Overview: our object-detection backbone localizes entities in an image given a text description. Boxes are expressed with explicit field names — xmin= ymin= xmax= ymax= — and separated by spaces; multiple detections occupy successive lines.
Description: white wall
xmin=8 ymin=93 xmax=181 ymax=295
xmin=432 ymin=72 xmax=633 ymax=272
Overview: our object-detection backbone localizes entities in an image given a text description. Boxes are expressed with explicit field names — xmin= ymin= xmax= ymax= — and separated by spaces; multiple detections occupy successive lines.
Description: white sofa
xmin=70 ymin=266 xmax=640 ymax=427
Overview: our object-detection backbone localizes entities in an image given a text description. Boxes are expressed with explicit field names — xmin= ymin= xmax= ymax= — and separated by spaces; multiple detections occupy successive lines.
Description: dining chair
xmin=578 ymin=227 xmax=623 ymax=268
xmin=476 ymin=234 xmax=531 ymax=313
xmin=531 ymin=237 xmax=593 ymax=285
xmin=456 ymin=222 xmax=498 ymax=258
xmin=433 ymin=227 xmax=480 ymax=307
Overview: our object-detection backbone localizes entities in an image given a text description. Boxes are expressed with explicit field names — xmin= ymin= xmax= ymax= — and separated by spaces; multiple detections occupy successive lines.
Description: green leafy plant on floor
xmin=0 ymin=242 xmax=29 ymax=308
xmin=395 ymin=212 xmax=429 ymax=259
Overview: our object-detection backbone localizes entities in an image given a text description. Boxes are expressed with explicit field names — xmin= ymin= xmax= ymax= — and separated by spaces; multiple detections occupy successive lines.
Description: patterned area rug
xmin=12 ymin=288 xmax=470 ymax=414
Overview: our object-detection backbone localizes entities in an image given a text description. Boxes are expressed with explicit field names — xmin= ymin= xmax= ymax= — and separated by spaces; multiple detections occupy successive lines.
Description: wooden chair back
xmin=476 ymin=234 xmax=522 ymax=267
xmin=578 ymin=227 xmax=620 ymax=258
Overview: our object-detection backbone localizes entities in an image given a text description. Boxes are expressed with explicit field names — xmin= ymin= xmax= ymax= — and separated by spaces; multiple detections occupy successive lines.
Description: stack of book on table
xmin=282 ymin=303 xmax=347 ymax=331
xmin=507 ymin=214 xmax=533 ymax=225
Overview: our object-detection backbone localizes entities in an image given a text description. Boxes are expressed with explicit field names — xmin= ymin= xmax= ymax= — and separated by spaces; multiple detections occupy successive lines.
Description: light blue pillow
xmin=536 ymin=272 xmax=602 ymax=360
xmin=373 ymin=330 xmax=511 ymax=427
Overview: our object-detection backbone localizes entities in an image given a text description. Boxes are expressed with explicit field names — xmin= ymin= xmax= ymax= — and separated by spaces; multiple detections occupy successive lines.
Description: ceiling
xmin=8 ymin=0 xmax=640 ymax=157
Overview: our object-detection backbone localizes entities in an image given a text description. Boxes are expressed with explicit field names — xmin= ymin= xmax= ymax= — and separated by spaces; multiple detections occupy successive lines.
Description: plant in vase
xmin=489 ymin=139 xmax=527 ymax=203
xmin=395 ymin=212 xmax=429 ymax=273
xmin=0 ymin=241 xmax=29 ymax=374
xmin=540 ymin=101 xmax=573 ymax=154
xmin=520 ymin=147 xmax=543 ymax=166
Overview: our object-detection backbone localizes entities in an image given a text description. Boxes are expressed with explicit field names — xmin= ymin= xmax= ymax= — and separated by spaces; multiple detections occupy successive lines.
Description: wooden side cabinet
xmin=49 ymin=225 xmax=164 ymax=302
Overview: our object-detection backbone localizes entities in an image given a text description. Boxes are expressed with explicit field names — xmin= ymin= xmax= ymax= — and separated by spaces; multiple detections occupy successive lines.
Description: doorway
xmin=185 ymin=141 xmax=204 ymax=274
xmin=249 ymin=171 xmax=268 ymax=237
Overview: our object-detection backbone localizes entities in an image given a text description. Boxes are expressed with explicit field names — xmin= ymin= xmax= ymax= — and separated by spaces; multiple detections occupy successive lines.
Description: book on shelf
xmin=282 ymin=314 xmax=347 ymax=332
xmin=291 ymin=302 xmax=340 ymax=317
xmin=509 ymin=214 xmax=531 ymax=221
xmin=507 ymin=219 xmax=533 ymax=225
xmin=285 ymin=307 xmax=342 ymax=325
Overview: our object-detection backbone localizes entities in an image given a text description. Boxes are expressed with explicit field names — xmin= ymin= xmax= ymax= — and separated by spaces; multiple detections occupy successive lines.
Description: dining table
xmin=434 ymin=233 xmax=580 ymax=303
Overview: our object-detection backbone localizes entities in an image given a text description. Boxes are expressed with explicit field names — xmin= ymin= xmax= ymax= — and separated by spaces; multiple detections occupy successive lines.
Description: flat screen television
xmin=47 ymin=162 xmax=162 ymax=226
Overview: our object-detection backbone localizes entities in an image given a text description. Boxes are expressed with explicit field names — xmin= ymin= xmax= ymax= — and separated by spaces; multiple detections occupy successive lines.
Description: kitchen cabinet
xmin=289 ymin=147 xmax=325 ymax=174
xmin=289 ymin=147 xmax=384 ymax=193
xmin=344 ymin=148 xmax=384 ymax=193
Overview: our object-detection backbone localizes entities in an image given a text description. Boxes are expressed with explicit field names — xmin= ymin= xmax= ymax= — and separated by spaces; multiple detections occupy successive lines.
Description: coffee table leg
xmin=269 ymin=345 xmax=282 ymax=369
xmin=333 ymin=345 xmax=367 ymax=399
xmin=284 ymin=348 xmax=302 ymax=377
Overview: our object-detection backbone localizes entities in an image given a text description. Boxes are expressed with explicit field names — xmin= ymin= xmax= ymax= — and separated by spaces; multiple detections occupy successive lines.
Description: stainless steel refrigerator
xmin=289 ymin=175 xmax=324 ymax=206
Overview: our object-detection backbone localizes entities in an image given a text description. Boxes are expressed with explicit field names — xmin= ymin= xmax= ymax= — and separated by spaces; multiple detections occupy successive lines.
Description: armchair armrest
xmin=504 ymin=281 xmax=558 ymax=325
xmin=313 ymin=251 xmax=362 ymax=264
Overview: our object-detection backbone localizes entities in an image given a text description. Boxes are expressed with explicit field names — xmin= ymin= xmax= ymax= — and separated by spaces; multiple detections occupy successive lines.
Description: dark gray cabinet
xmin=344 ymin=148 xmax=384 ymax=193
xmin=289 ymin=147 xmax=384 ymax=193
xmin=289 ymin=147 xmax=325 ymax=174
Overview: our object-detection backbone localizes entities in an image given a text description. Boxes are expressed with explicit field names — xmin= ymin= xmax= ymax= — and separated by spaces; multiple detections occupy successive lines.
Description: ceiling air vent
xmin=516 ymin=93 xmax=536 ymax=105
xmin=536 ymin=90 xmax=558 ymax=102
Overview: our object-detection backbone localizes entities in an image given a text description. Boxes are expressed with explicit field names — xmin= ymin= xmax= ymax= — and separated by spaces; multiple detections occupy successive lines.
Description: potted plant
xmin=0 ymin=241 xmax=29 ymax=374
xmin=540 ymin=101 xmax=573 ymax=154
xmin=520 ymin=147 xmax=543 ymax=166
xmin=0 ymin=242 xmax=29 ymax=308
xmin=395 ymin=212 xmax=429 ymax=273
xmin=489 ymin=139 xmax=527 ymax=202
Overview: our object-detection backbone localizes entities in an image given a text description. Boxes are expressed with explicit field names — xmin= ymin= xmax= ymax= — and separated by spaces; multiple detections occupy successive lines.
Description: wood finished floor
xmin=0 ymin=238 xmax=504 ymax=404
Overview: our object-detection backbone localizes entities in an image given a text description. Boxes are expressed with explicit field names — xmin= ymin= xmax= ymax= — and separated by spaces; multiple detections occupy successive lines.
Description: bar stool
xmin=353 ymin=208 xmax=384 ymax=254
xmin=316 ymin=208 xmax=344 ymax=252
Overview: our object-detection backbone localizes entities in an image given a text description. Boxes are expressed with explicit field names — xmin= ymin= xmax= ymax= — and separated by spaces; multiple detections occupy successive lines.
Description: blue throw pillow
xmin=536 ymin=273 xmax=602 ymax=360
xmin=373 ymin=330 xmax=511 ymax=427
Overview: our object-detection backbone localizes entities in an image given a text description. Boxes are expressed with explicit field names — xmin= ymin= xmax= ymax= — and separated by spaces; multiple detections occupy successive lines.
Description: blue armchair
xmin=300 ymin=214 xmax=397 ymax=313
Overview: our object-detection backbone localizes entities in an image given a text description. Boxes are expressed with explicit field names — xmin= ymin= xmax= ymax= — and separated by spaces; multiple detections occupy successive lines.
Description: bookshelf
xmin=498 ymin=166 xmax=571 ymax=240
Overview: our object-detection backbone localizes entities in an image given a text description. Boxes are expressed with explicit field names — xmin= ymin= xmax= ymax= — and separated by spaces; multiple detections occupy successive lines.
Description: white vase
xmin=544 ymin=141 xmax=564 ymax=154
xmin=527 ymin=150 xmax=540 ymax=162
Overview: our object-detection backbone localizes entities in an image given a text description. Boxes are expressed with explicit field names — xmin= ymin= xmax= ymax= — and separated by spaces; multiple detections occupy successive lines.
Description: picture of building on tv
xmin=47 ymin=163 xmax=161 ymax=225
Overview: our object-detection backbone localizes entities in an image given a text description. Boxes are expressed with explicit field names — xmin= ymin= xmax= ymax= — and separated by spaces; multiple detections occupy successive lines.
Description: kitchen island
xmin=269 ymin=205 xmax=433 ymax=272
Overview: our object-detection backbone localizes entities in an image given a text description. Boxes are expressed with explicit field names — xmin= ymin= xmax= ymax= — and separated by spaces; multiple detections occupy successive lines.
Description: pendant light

● Problem details:
Gather every line from the items above that contains the string "table". Uppercase and lowercase count as different.

● Task response:
Description: stack of book on table
Description: dining table
Description: coffee table leg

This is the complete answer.